:: Azione richiesta A ::
Elenca tutti i titoli di film o programmi televisivi citati nel testo su Rachel Morrison.
:: Azione richiesta B ::
Riproduci il passo del testo su Rachel Morrison che va da "Ha due figli, preferisce" fino a "la macchina fotografica." compreso.

:: Testo da analizzare ::

Ha due figli, preferisce i film importanti a quelli remunerativi ed è stata la prima donna a girare un cinecomic ('Black Panther')

Chi è Rachel Morrison? Incontro con il primo direttore della fotografia donna (quasi) da Oscar

Foto: Jessica Lehrman

Se state sfogliando l’album di famiglia di Rachel Morrison alla ricerca di un’immagine da bambina del rivoluzionario direttore della fotografia – che con Mudbound nel 2018 e Black Panther nel 2019 è stata la prima donna nominata all’Oscar per la fotografia e la prima ad aver curato le riprese un film di supereroi – cercate le foto in cui la giovane Rachel non è presente. Perché lei a quattro anni era quella che teneva in mano la macchina fotografica.

In quel periodo alla madre, un’appassionata di fotografia, era stato diagnosticato un cancro. Morrison ha preso la sua vecchia Olympus e ha dedicato la vita a stare dietro l’obiettivo. Al liceo ha imparato che la sua passione ha un nome: direzione della fotografia. E si è meravigliata del fatto che «si potessero scattare 24 immagini al secondo e far parte di una storia piena di emozioni».

Fin dall’inizio, ha puntato in alto: «Mi sono ripromessa di realizzare grossi film, drammatici e importanti», afferma Morrison. Voleva creare immagini che facessero pensare e sentire qualcosa alle persone, come i fotoreporter che hanno catturato la Grande Depressione e la Seconda Guerra Mondiale. Ma dopo essersi diplomata alla scuola d’arte, ha trascorso due anni a girare le avventure patinate di Lauren Conrad su The Hills di MTV: «Era l’opposto di quello che volevo».

:: Estratti di dati ::
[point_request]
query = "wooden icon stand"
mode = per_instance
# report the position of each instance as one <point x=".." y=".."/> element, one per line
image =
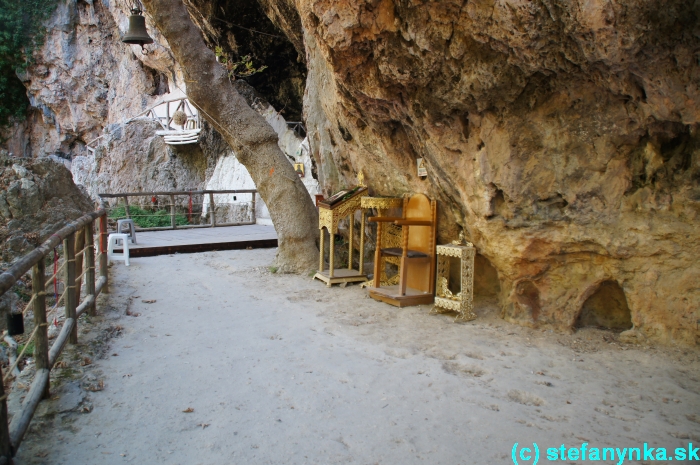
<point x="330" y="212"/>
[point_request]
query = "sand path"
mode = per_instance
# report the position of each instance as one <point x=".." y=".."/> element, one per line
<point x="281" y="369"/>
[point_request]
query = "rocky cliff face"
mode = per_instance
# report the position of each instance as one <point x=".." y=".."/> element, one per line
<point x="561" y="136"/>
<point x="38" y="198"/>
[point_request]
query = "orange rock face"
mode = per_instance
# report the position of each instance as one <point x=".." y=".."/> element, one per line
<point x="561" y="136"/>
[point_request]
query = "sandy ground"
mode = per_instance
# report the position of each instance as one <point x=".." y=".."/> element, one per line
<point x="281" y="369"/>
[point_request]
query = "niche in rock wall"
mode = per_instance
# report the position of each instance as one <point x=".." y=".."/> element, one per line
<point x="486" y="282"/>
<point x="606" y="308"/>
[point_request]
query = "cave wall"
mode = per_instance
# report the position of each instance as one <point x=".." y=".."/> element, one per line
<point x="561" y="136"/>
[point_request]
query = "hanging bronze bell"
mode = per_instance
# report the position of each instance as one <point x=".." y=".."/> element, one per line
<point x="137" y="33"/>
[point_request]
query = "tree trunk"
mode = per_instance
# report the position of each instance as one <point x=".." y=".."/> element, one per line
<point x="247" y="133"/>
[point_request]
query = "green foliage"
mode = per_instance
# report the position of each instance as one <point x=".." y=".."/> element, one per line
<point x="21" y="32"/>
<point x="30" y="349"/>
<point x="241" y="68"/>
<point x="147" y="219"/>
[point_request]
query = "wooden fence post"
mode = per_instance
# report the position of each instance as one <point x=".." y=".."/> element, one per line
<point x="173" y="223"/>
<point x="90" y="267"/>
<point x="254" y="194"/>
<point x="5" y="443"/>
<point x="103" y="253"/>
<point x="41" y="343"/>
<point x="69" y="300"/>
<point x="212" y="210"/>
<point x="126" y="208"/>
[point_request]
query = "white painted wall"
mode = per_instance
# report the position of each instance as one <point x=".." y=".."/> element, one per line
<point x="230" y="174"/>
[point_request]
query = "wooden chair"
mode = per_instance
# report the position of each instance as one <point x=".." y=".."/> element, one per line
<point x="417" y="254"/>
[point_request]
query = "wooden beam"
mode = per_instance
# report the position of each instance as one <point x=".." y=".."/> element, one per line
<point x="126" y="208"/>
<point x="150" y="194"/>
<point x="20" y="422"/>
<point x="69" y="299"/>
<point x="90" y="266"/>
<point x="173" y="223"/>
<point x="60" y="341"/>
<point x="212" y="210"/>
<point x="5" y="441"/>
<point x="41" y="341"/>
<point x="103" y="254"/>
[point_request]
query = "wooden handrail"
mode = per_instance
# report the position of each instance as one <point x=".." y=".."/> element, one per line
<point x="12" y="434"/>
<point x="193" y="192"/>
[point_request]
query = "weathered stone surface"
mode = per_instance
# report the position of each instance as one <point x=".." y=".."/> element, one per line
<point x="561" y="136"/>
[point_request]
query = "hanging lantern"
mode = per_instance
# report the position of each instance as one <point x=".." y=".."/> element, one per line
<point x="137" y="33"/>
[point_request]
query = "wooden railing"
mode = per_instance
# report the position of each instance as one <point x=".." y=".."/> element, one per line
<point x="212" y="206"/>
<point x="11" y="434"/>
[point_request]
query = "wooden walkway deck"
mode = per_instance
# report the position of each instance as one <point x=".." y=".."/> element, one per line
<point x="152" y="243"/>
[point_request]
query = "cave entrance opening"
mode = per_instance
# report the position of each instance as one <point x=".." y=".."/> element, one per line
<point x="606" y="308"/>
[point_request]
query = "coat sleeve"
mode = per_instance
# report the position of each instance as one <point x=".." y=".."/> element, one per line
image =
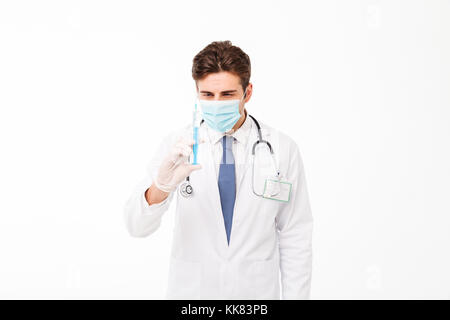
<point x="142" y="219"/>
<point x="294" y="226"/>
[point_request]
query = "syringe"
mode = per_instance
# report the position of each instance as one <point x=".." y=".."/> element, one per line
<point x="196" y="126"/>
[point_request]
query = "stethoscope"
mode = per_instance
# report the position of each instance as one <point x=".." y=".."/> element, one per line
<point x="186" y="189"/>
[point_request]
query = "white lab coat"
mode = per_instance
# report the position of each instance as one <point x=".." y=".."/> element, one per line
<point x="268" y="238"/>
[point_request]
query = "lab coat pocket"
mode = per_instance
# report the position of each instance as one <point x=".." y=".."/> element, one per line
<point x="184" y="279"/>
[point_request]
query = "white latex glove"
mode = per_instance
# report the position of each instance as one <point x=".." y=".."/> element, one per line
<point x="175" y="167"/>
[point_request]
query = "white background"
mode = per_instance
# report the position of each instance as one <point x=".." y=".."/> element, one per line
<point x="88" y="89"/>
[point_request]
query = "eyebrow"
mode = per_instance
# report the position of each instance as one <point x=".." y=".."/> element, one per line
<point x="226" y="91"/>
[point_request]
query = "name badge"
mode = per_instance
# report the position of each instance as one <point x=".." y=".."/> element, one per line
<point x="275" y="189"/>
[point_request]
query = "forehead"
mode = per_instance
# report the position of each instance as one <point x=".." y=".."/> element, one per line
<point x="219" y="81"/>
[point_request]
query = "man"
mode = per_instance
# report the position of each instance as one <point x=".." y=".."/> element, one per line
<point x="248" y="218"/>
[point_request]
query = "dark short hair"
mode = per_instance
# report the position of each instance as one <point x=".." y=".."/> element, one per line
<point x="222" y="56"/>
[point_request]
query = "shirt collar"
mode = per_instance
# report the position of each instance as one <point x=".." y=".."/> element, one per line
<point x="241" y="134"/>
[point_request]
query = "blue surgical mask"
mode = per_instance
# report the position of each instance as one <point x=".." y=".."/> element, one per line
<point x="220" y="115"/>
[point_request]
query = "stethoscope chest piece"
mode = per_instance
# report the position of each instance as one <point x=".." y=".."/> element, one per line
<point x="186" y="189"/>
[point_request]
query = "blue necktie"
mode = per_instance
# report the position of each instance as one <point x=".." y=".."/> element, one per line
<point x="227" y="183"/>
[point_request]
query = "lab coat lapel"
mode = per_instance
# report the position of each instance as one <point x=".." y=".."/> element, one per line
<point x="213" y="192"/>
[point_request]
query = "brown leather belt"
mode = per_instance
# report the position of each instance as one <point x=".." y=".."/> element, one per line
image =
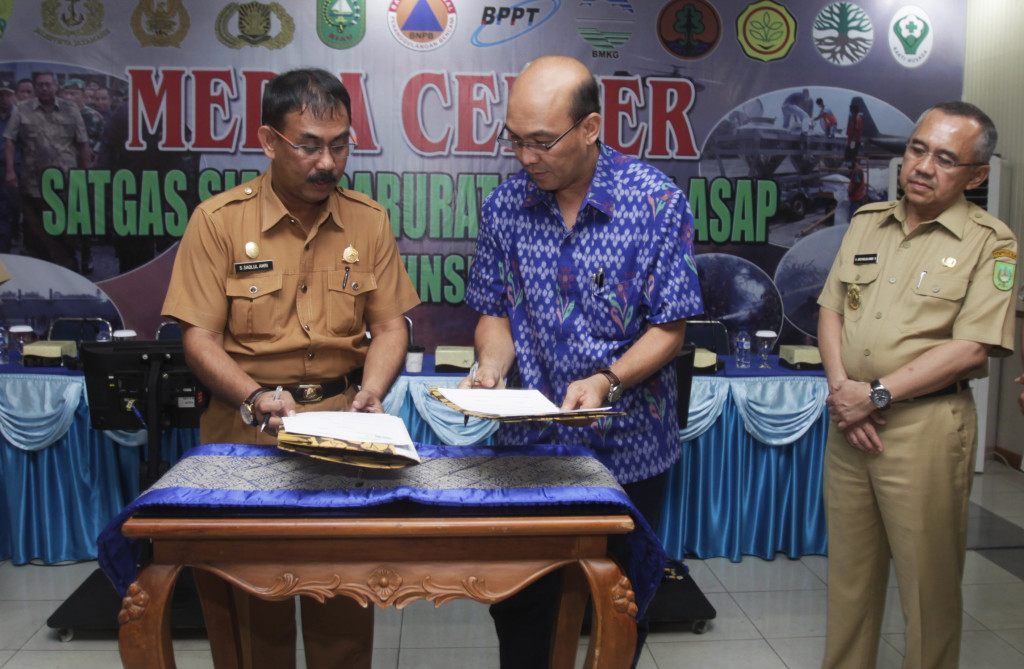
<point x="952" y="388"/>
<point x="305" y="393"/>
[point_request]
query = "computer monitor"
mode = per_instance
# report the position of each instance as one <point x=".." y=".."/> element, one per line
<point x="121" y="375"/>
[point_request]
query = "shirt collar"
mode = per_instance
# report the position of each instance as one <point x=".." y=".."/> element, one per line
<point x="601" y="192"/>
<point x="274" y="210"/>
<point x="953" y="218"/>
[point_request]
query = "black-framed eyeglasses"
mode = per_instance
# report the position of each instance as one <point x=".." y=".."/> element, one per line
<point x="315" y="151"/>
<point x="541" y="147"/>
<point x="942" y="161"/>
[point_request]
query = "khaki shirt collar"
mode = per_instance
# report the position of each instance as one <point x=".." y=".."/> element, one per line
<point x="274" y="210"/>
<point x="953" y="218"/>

:: Risultato atteso A ::
- Black Panther
- Mudbound
- The Hills

:: Risultato atteso B ::
Ha due figli, preferisce i film importanti a quelli remunerativi ed è stata la prima donna a girare un cinecomic ('Black Panther')

Chi è Rachel Morrison? Incontro con il primo direttore della fotografia donna (quasi) da Oscar

Foto: Jessica Lehrman

Se state sfogliando l’album di famiglia di Rachel Morrison alla ricerca di un’immagine da bambina del rivoluzionario direttore della fotografia – che con Mudbound nel 2018 e Black Panther nel 2019 è stata la prima donna nominata all’Oscar per la fotografia e la prima ad aver curato le riprese un film di supereroi – cercate le foto in cui la giovane Rachel non è presente. Perché lei a quattro anni era quella che teneva in mano la macchina fotografica.